STATED TASK:
Show every line in the records below that contains the word "fingers", and treat uppercase and lowercase as different.
::::::::
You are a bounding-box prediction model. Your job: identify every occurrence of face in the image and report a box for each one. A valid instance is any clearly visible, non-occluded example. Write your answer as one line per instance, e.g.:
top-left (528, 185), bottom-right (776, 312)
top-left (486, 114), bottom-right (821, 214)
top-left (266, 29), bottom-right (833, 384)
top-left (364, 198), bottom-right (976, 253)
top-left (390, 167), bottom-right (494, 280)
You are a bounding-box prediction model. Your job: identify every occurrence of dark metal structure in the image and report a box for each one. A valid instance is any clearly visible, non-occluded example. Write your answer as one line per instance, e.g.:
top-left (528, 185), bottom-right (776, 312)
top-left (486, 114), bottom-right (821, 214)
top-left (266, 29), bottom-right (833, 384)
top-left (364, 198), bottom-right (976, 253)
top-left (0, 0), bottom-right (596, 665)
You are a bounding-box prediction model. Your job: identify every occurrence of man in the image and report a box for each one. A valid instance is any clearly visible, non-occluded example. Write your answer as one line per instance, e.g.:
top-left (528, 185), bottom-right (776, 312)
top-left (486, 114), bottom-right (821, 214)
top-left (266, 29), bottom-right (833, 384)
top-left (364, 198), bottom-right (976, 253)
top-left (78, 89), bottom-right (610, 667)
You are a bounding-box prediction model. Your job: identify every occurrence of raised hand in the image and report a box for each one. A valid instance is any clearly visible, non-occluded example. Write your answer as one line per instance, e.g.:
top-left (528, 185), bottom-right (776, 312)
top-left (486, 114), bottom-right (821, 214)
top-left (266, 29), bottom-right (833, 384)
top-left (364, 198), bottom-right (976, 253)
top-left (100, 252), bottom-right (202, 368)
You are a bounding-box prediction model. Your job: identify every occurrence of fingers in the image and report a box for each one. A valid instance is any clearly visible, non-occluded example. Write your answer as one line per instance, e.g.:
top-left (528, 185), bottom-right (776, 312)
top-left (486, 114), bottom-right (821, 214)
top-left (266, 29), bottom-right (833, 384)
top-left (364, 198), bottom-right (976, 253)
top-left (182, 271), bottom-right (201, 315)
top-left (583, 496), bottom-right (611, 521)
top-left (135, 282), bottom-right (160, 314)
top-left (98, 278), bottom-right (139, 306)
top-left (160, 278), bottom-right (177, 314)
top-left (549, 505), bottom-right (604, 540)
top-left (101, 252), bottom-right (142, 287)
::::::::
EXPECTED ANSWER:
You are a bounding-box prediction model. Your job: identify every occurrence of fingers in the image and report a box for each one. A valid instance is any clearly visible, non-occluded example. Write your answer as one line per instance, e.g.:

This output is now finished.